Passage provided:
----
Morgan Freeman and Matt Damon in Invictus.

Morgan Freeman and Matt Damon in ‘Invictus.’

© Warner Bros Pictures

Morgan Freeman reunites with Clint Eastwood (Unforgiven, Million Dollar Baby) to bring the true story of how Nelson Mandela used sports to help unite South Africa by getting behind the country’s rugby team and cheering it through to the 1995 World Cup Championship. Freeman, who has long wanted to bring Mandela’s story to the big screen, stars in Invictus as the universally respected leader. Matt Damon co-stars as Francois Pienaar, the captain of the 1995 South African rugby team.

Matt Damon and Morgan Freeman Invictus Press Conference

Morgan, I understand since 1993 you felt you were the perfect person to play Nelson Mandela and it’s taken this long to find the right way to do it. Can you talk about that journey?

Morgan Freeman: “Nobody else is gonna get a chance to talk. This started out with Madiba naming me as his heir apparent, so to speak, when he was asked during the press conference at the publication of his book, Long Walk to Freedom. ‘Mr. Mandela, if your book becomes a movie, who would you like to play you?’ He said, ‘Morgan Freeman.’ So, from then on, it’s like, ‘Okay, so Morgan Freeman is going to be Mandela somewhere down the line.'”


”We spent a lot of time, Lori (McCreary) and I, my producing partner at Revelations. We were trying all this time to develop Long Walk to Freedom into a script. Couldn’t happen. Then, in ’06 I believe, we got this book proposal from John Carlin and it was perfect. We bought it. We got a script written. And, this was the role to play to give the world an insight into who Mandela is and how he operates. It was perfect.”

Matt, can you talk about having a real life sports hero who’s unknown maybe outside of South Africa – at least in America – and taking on the challenge of doing that role?

Matt Damon: “Well, the first thing I did when I read the script was I called Clint and I said, ‘I can’t believe this happened. I can’t believe this is true.’ And he said, ‘I couldn’t either, but this is true.’ So, I went immediately and looked up Francois [Pienaar] online and I said, ‘Clint, this guy is huge. We’ve never met, but I’m 5’10.’ I told him on the phone and he started laughing and he said, ‘Oh hell, don’t worry about that.’ I said, ‘All right.’ He said, ‘You go worry about everything else.’ And I said, ‘All right, I’ll worry about everything else. You worry about the fact that I need to grow 6 inches to play the guy.'”

“I had about six months to get ready. I worked hard on the accent and on training physically to build myself up to try to pull off the illusion of being the captain of a South African rugby team. Ultimately, I just try to look at every possible pitfall. When I’m way, way out, say six months away, I look at what could possibly blow this illusion? What are the things? And then, I start thinking about ways to solve those problems before I really get into it. So, I kind of made my little checklist of things I had to do and just planned it out and then I got to South Africa. The very first day, Francois invited me over to his house for a gourmet dinner that he was cooking. He invited me to meet his wife and two boys. Morgan and I went. I just remember I rang the doorbell and he opened the door and I looked up at him, and the first thing I ever said to Francois Pienaar in my life was, ‘I look much bigger on film.’ And he laughed and laughed, and he gave me a big hug and then took me into his house and that was it. We were off and running.”

“He was just an invaluable resource for me the whole time. I was constantly asking him questions – everything from what color is your mouth piece to what’s your philosophy on the captaincy and on leading a team and life in general. He just was incredibly available and a very articulate guy, and he was incredibly helpful to me.”
----
Records excerpted from a collection:
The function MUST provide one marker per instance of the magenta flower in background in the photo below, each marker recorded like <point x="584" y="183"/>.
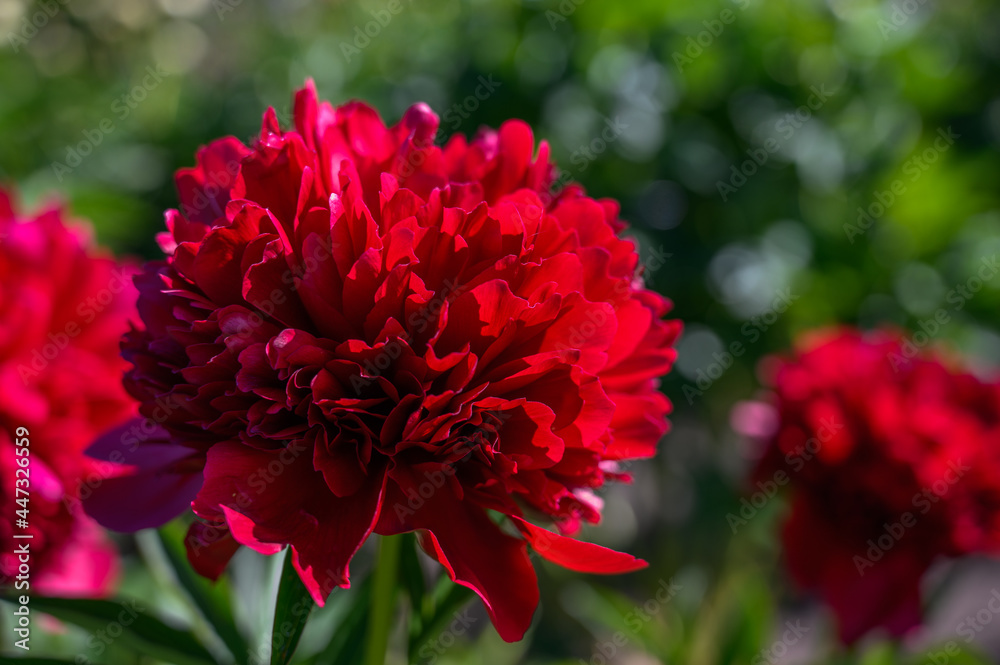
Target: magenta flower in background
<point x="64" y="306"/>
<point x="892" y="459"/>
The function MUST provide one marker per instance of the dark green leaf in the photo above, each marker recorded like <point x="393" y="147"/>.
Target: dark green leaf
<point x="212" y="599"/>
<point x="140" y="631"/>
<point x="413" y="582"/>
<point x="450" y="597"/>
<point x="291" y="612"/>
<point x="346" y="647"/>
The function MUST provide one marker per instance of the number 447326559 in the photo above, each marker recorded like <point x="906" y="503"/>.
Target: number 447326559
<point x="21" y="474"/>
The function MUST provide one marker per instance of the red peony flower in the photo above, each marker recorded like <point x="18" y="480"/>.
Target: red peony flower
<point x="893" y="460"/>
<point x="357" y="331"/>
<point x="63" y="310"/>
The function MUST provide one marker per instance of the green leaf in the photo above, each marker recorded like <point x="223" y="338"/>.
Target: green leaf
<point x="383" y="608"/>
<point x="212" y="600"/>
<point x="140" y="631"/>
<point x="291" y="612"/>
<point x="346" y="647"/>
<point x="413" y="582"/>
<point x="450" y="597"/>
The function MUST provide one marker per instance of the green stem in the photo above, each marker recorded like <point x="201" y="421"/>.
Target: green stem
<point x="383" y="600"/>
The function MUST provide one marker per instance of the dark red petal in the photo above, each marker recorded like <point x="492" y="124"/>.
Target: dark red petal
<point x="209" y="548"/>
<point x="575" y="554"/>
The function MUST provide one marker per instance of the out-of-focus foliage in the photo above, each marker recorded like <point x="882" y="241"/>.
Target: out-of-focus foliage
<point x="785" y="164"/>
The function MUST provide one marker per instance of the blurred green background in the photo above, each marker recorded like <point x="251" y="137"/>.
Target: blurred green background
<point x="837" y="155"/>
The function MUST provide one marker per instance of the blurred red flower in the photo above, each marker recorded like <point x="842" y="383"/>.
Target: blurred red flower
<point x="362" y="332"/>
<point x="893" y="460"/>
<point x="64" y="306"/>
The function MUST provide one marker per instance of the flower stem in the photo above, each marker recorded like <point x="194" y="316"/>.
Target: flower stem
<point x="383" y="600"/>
----
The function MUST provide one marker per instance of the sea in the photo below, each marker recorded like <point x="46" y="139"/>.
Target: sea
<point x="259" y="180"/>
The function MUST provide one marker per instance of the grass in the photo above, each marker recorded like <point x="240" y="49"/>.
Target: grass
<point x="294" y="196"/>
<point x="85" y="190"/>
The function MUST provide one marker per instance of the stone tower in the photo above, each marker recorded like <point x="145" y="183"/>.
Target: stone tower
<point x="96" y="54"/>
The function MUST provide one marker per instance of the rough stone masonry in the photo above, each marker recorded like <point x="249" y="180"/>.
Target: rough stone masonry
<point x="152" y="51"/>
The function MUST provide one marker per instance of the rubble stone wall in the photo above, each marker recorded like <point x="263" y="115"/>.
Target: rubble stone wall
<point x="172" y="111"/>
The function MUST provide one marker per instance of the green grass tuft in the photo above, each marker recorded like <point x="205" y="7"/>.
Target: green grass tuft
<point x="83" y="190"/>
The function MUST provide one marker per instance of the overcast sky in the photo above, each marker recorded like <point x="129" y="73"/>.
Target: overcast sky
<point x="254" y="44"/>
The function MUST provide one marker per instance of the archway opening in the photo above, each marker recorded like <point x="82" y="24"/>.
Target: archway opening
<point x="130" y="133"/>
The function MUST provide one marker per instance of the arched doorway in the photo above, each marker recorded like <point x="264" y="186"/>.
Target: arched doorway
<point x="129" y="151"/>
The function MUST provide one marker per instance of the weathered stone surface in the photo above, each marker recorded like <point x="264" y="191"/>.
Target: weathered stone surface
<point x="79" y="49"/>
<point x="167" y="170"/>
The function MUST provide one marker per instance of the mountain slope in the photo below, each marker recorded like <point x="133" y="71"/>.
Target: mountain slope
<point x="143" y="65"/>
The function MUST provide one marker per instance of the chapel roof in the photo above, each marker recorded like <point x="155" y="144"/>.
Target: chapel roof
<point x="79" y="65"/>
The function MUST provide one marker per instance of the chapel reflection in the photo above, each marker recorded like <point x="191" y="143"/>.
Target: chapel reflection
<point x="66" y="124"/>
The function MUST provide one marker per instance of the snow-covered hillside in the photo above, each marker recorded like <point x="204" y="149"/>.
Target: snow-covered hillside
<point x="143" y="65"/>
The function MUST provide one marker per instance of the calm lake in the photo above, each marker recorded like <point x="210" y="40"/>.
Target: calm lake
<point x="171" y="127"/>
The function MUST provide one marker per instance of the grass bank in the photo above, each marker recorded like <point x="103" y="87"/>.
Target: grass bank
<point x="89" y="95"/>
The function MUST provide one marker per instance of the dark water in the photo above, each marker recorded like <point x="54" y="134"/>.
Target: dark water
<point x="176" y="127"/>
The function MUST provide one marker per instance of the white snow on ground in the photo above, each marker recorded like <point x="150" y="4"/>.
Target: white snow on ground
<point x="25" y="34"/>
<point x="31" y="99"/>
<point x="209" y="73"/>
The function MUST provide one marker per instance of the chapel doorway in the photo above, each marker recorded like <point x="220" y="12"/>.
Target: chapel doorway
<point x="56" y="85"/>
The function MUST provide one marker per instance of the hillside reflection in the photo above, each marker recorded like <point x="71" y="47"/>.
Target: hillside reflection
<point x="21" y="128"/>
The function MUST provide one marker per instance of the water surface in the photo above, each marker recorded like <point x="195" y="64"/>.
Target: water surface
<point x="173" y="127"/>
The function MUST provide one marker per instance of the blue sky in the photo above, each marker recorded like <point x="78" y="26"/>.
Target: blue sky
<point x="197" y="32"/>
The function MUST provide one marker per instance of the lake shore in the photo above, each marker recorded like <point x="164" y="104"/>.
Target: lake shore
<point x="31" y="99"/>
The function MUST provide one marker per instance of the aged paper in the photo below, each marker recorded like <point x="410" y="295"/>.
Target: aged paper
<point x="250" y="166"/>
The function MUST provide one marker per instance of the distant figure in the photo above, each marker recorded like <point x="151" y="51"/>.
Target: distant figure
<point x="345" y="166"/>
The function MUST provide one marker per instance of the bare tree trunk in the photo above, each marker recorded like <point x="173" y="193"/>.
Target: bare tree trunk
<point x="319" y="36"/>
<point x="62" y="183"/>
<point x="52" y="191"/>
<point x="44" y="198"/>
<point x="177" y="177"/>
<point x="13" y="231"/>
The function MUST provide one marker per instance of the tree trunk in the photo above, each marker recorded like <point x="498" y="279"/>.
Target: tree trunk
----
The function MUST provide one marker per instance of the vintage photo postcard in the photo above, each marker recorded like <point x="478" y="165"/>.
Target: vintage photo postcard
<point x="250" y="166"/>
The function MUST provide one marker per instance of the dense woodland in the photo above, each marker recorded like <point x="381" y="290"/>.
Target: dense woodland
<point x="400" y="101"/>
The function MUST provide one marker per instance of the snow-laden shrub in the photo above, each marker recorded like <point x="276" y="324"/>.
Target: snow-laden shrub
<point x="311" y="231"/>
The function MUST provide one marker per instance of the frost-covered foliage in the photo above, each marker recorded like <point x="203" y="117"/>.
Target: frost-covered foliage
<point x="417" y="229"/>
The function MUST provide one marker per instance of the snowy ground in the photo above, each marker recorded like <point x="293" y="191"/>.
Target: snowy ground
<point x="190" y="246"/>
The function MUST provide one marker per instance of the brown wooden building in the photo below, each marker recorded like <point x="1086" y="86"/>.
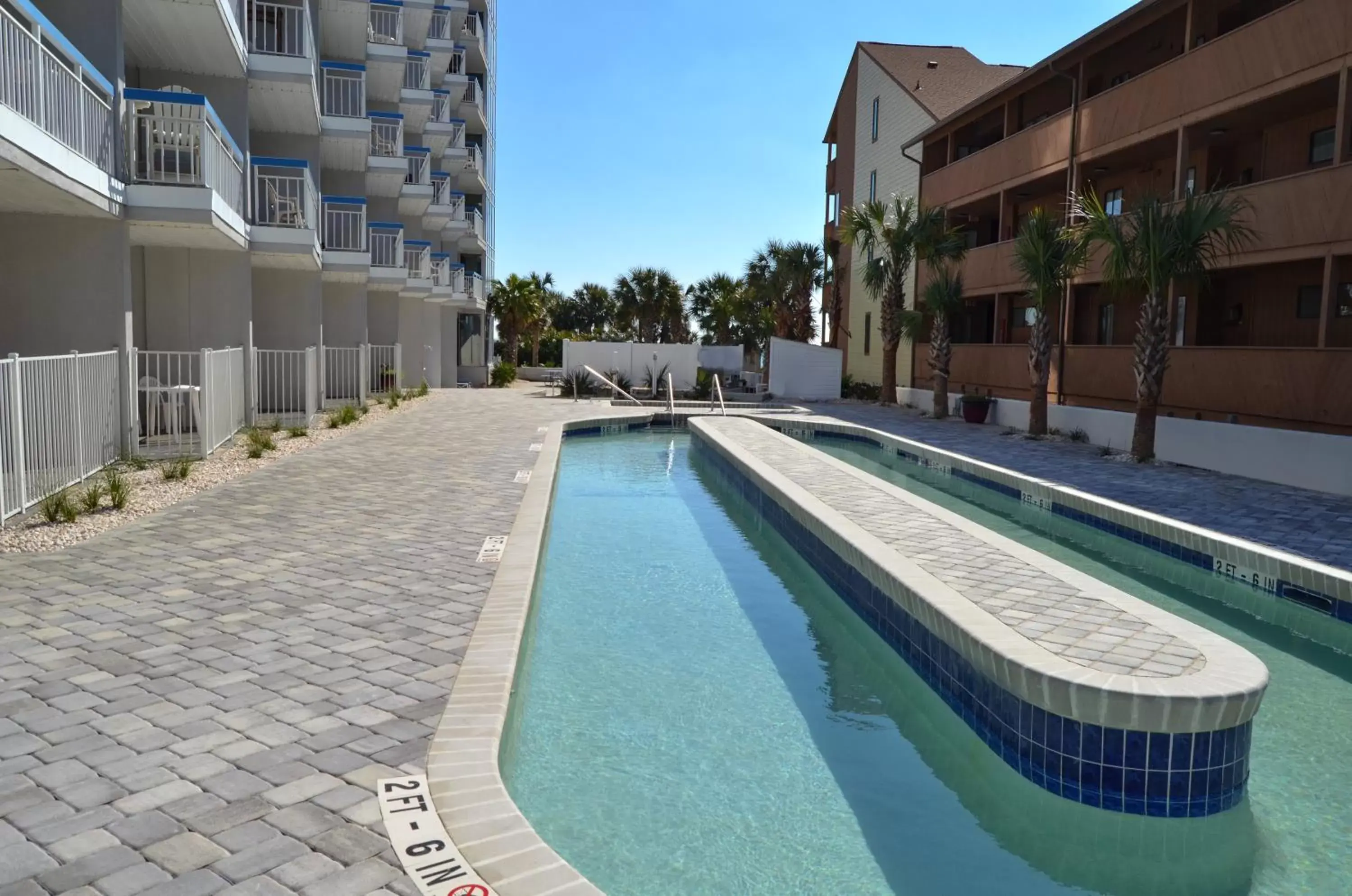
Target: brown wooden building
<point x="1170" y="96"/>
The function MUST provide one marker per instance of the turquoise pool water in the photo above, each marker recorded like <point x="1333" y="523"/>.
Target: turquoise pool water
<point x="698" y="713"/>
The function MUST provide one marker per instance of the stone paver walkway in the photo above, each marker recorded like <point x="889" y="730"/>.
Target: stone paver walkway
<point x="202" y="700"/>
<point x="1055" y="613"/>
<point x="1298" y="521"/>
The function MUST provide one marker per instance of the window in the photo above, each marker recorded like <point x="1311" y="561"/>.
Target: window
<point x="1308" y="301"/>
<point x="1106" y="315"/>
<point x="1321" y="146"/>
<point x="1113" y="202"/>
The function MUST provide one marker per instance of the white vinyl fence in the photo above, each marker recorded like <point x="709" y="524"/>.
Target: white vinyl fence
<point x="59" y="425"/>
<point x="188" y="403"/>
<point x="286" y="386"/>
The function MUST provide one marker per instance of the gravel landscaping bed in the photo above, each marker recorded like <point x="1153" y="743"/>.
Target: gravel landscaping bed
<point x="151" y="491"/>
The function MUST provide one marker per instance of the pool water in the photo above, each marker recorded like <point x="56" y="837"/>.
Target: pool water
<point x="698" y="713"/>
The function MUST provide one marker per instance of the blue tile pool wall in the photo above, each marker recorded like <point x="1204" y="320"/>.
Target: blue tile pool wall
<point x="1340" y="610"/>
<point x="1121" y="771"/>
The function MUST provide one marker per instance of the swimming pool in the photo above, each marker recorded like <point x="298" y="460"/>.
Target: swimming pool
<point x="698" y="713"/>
----
Stated task:
Please resume the Invictus press conference transcript from the point where it stops. None of the data above is needed.

Output of the task:
In doing your research for it, did that include the accent?

Matt Damon: “Yeah, well Francois’ accent has changed quite a bit because he went and played in England for so many years. Everybody – all of his closest friends and his wife – everybody says, ‘Well, you know, his accent has changed quite a bit.’ And, listening to any existing interviews from that day, you can hear how it’s changed. But there was a good key to that. Tim and I, the dialect coach, talked a lot about [how] a lot of people, when they do a South African accent, really overdo it and end up making somebody sound like Frankenstein. It’s actually a quite beautiful accent. We talked about smoothing it out, because Francois speaks quite smoothly, and borrowing some of that and trying to make it so that it’s subtle, so that it’s not so over the top where you’re just like, ‘Wait a minute. That’s a little big.'”

You’ve always described acting as playing, which is nice to hear. When you play Nelson Mandela, does it become more than that?

Morgan Freeman: “No. It might have become more than that were I…was I…?”

Matt Damon: “…were I.”

Morgan Freeman: “…were I?”

Matt Damon: “I think.”

Morgan Freeman: “Were I is plural. I never could figure that one out… Were I playing or working with someone other than Clint Eastwood. He is so enabling. He is so out of your way as an actor and he likes to watch actors play. I don’t think I do anything other than that when I’m working. I’m just playing. Work is something else. Work is maybe what you do.”

Matt Damon and the real Francois Pienaar

Matt Damon and the real Francois Pienaar.

© Warner Bros Pictures

Matt Damon: “Sure. I was not that young. I was 19. I was in college.”

What do you remember about him coming to Boston? And what was it about the character of Francois and his upbringing that you think would have allowed him to even become Mandela’s partner in this unique time in their history?

Matt Damon: “Well, that second question is probably better for Francois. Yeah, I remember the Boston visit. I remember the whole world tour. I remember he just went all over the place. In fact, in my high school, we had the Free Nelson Mandela ribbons. Remember the black ribbon with the writing? Kids were wearing those before they knew who he was. In fact, I have an old scrapbook that I was looking through. This is the photo album that my mother put together for me to go to college. She gave me a photo album of pictures from my whole childhood that progressed. And, I saw recently that the Free Nelson Mandela ribbon was in there from 1986 or 1988, probably 1988 when I graduated high school and all the kids were wearing those ribbons. So I remember. It was very big. My freshman year at Harvard in Fall of ’88, I remember the Divest Now marches and everything that was going on. College campuses are usually the places where a lot of that stuff is cooking and people are talking about that stuff. So yeah, it was a very, very big deal, the Boston visit, and really that whole kind of coming out tour that he did.”

Matt, you became good friends with Francois. What did you pay attention to and incorporate into your performance from your observations of him?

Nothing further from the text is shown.